● **Tugas Latihan a**: Tolong tuliskan ulang baris-baris daftar di bawah tanpa perubahan, mulai dari baris yang memuat "the small outbuilding" sampai dengan baris yang memuat "[357,273,391,302]". Kedua baris batas itu ikut disertakan.

————————

Bagi orang Jawa sendiri, pembakaran kemenyan
bukanlah simbol undangan kepada makhluk gaib. Kemenyan yang dibakar dan
mengepulkan asap berbau khas sebenarnya mengandung makna talining iman, urubing cahya kumara, kukuse ngambah swarga, ingkang
nampi Dzat ingkang Maha Kuwaos. Bila diartikan secara bebas, ungkapan
tersebut bermakna hajat, ritual, atau acara apapun hendaknya selalu untuk
meningkatkan keimanan kepada Tuhan Yang Maha Kuasa. Bara api dari pembakaran
kemenyan, dimaknai dengan urubing cahya
kumara (serupa api yang membara). Ini adalah perlambang semangat dan
harapan di hati manusia untuk mewujudkan cita-cita yang diinginkan. Sementara
asap yang membumbung tinggi adalah perlambang doa yang terus naik ke hadapan
Tuhan.
Kemenyan, dari uraian diatas, memiliki
cerita yang teramat panjang yang tidak dimonopoli oleh kebudayaan atau
kepercayaan tertentu. Fungsi kemenyan yang beragam, memungkinkannya meresap
pada sendi-sendi bermacam kebudayaan. Kemenyan yang kaya akan faedah, juga
telah dimanfaatkan untuk keperluan dunia medis. Sehingga tidak ada alasan bagi
kita, eh saya, untuk memiliki ketakutan dan asosiasi liar yang negatif terhadap
kemenyan.

————————

● **Tugas Latihan b**: Kembalikan kutipan tentang kemenyan di atas secara utuh, tanpa mengubah satu kata pun.

————————

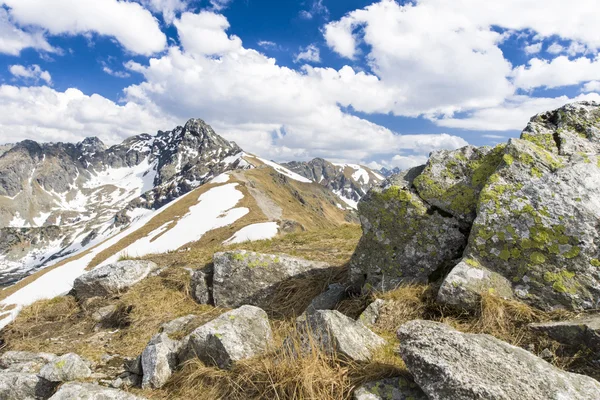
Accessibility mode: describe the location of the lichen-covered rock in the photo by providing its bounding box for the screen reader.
[73,260,158,300]
[213,250,328,308]
[141,333,181,389]
[437,259,513,309]
[40,353,92,382]
[414,145,505,224]
[398,320,600,400]
[306,283,346,313]
[179,305,273,369]
[530,314,600,353]
[0,371,56,400]
[0,351,56,373]
[350,177,467,291]
[354,377,428,400]
[464,139,600,309]
[50,382,145,400]
[300,310,385,361]
[357,299,385,327]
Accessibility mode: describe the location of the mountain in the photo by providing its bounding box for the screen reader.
[282,158,384,209]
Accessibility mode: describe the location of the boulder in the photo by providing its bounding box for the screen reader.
[190,268,212,304]
[160,314,198,335]
[350,175,467,291]
[357,299,385,327]
[398,320,600,400]
[354,377,428,400]
[141,333,181,389]
[437,259,513,310]
[73,260,158,300]
[180,305,273,368]
[50,382,145,400]
[0,351,56,373]
[40,353,92,382]
[414,145,505,225]
[463,139,600,310]
[306,283,346,313]
[213,250,328,308]
[300,310,385,361]
[529,314,600,353]
[0,371,56,400]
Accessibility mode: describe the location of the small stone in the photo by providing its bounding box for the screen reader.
[40,353,92,382]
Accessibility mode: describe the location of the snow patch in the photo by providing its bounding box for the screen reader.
[223,222,279,244]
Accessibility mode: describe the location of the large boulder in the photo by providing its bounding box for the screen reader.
[212,250,328,308]
[73,260,158,299]
[398,320,600,400]
[414,145,504,225]
[50,382,144,400]
[179,305,273,368]
[141,333,181,389]
[0,371,56,400]
[0,351,56,373]
[299,310,385,362]
[530,314,600,354]
[40,353,92,382]
[354,377,428,400]
[350,174,467,291]
[454,139,600,309]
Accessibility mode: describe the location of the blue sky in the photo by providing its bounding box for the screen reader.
[0,0,600,167]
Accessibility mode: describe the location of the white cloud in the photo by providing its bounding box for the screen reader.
[0,8,56,56]
[581,81,600,93]
[0,0,167,55]
[525,42,542,54]
[0,85,175,143]
[546,43,565,54]
[513,56,600,89]
[175,11,242,55]
[300,0,329,19]
[141,0,188,24]
[294,44,321,63]
[434,93,600,131]
[9,64,52,85]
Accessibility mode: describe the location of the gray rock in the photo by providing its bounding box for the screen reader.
[357,299,385,327]
[190,270,212,304]
[180,305,273,368]
[160,314,198,335]
[354,377,428,400]
[306,283,346,313]
[350,177,467,291]
[437,259,513,310]
[141,333,180,389]
[0,371,56,400]
[414,145,504,225]
[530,314,600,353]
[300,310,385,361]
[50,382,145,400]
[40,353,92,382]
[73,260,158,299]
[398,320,600,400]
[0,351,56,373]
[464,139,600,310]
[213,250,328,308]
[92,304,117,323]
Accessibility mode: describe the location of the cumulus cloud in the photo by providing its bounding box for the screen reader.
[513,56,600,89]
[9,64,52,85]
[0,0,167,55]
[0,8,56,56]
[294,44,321,63]
[0,85,175,143]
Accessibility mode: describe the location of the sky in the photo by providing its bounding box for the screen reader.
[0,0,600,168]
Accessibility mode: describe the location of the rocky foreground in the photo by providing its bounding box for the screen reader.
[0,103,600,400]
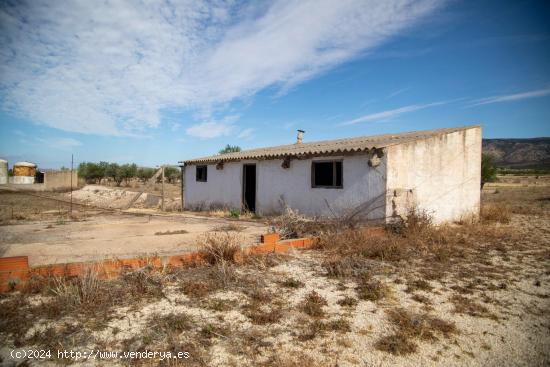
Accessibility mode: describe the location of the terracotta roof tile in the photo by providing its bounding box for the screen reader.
[180,125,479,165]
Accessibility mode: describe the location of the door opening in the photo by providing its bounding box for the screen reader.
[243,164,256,212]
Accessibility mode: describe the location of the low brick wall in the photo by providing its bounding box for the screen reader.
[0,227,384,293]
[0,233,315,292]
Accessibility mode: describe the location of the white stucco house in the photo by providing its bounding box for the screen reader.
[180,126,481,223]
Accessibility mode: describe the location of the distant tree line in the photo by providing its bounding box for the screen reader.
[78,161,180,186]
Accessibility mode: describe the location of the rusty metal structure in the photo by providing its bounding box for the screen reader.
[13,162,36,185]
[0,159,8,185]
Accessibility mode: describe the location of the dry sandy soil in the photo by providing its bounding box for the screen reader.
[0,185,268,266]
[0,214,267,266]
[0,186,550,366]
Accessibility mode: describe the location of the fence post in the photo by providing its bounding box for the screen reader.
[161,166,164,211]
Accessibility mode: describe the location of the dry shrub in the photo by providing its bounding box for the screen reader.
[316,228,403,264]
[386,308,457,340]
[480,203,512,224]
[321,254,368,278]
[300,291,327,317]
[411,294,432,305]
[155,229,189,236]
[147,313,194,334]
[200,232,242,287]
[297,317,351,341]
[181,280,214,298]
[51,268,101,307]
[200,232,242,265]
[280,278,304,288]
[405,279,433,293]
[336,296,357,307]
[246,303,283,325]
[374,333,417,356]
[212,223,245,232]
[449,294,497,320]
[120,265,163,298]
[375,308,458,355]
[356,273,391,302]
[269,207,334,239]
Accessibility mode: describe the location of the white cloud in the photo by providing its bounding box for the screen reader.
[237,128,256,139]
[185,121,235,139]
[51,138,82,147]
[468,87,550,107]
[0,0,442,135]
[340,101,449,125]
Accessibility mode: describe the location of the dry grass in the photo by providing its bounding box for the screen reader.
[199,232,242,265]
[296,317,351,342]
[337,296,357,307]
[300,291,327,317]
[375,308,458,355]
[479,203,512,224]
[212,223,245,232]
[279,278,304,288]
[155,229,189,236]
[356,273,392,302]
[449,294,498,320]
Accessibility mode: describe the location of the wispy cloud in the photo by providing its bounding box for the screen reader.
[237,128,256,140]
[467,87,550,107]
[20,137,82,150]
[185,115,239,139]
[0,0,442,135]
[339,101,450,126]
[386,87,411,99]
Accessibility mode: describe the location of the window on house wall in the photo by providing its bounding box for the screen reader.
[197,166,208,182]
[311,161,342,189]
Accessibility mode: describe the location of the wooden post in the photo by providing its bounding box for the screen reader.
[161,166,164,211]
[69,154,73,218]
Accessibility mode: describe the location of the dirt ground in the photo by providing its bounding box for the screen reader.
[0,185,268,266]
[0,179,550,367]
[0,214,267,266]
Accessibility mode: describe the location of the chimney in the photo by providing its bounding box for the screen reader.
[296,130,305,144]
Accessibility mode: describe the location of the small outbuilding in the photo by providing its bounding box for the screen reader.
[181,126,481,223]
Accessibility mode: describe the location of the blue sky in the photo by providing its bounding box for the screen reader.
[0,0,550,168]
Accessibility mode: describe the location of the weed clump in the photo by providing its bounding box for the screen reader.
[375,308,458,355]
[301,291,327,317]
[357,273,391,302]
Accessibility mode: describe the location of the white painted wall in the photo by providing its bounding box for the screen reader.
[386,127,481,223]
[185,154,386,218]
[184,128,481,223]
[184,162,242,210]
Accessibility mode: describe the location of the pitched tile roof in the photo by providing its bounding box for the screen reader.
[180,125,479,165]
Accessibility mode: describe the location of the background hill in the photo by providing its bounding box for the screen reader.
[483,138,550,169]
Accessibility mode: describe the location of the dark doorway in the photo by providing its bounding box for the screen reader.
[243,164,256,212]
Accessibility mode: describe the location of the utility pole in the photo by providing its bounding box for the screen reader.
[70,154,74,218]
[161,165,164,211]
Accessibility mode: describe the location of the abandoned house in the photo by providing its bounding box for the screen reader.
[182,126,481,223]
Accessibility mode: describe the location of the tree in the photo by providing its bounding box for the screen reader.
[117,163,137,186]
[105,163,122,186]
[137,167,157,183]
[78,162,105,183]
[218,144,241,154]
[481,153,497,189]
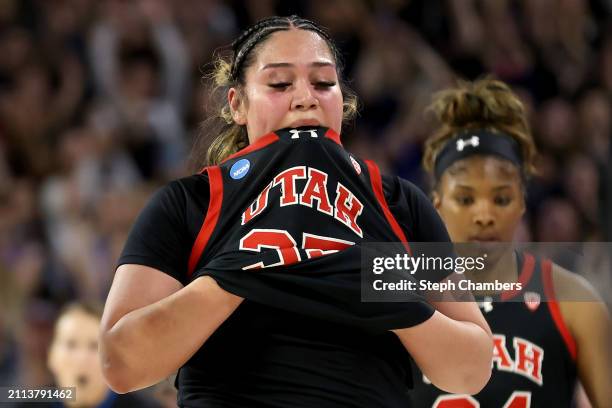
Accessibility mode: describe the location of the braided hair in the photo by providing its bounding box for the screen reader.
[191,15,357,169]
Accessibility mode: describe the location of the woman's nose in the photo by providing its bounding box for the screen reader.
[291,81,319,110]
[473,201,495,227]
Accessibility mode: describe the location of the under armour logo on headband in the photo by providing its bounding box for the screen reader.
[457,136,480,152]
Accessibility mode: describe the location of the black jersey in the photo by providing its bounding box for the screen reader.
[119,128,448,408]
[189,128,434,331]
[410,253,576,408]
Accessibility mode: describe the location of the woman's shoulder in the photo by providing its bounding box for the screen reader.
[551,263,602,302]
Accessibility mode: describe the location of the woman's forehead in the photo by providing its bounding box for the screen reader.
[255,29,335,70]
[445,156,520,182]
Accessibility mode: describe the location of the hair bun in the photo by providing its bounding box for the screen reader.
[431,78,524,128]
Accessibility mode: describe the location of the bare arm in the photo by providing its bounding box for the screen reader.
[100,265,242,393]
[395,294,493,394]
[553,265,612,408]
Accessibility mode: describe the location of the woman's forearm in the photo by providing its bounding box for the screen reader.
[100,277,243,392]
[394,312,493,394]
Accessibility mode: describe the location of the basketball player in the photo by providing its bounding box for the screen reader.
[411,79,612,408]
[101,16,492,408]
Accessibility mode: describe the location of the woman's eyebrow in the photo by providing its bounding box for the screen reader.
[261,61,336,71]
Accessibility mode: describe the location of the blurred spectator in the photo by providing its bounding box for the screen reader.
[47,302,159,408]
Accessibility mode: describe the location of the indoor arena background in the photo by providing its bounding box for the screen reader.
[0,0,612,406]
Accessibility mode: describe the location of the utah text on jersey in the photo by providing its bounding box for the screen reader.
[242,166,363,238]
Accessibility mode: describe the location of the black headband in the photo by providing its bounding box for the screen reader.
[434,129,523,180]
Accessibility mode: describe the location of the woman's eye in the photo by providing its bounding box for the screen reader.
[268,82,291,89]
[495,196,512,206]
[314,81,336,89]
[455,196,474,205]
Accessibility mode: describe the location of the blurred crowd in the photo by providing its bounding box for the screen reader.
[0,0,612,402]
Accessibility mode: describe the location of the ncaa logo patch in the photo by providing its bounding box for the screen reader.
[230,159,251,180]
[523,292,541,312]
[349,155,361,174]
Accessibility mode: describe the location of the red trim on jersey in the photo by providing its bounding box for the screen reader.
[325,129,342,146]
[365,160,412,256]
[501,252,535,301]
[187,166,223,278]
[221,133,278,163]
[542,259,577,361]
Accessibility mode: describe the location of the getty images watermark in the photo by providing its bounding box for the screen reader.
[361,242,612,302]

————————

● **Hasil Tugas a**:
Accessibility mode: describe the location of the small outbuilding in the photo by providing its bounding box for the screen reader.
[181,126,481,223]
Accessibility mode: describe the location of the blue sky in the photo by providing its bounding box for the screen reader.
[0,0,550,168]
Accessibility mode: describe the location of the weed clump in the photo by providing its bounding box for the screen reader.
[375,308,458,355]
[301,291,327,317]
[357,273,391,302]

● **Hasil Tugas b**:
Bagi orang Jawa sendiri, pembakaran kemenyan
bukanlah simbol undangan kepada makhluk gaib. Kemenyan yang dibakar dan
mengepulkan asap berbau khas sebenarnya mengandung makna talining iman, urubing cahya kumara, kukuse ngambah swarga, ingkang
nampi Dzat ingkang Maha Kuwaos. Bila diartikan secara bebas, ungkapan
tersebut bermakna hajat, ritual, atau acara apapun hendaknya selalu untuk
meningkatkan keimanan kepada Tuhan Yang Maha Kuasa. Bara api dari pembakaran
kemenyan, dimaknai dengan urubing cahya
kumara (serupa api yang membara). Ini adalah perlambang semangat dan
harapan di hati manusia untuk mewujudkan cita-cita yang diinginkan. Sementara
asap yang membumbung tinggi adalah perlambang doa yang terus naik ke hadapan
Tuhan.
Kemenyan, dari uraian diatas, memiliki
cerita yang teramat panjang yang tidak dimonopoli oleh kebudayaan atau
kepercayaan tertentu. Fungsi kemenyan yang beragam, memungkinkannya meresap
pada sendi-sendi bermacam kebudayaan. Kemenyan yang kaya akan faedah, juga
telah dimanfaatkan untuk keperluan dunia medis. Sehingga tidak ada alasan bagi
kita, eh saya, untuk memiliki ketakutan dan asosiasi liar yang negatif terhadap
kemenyan.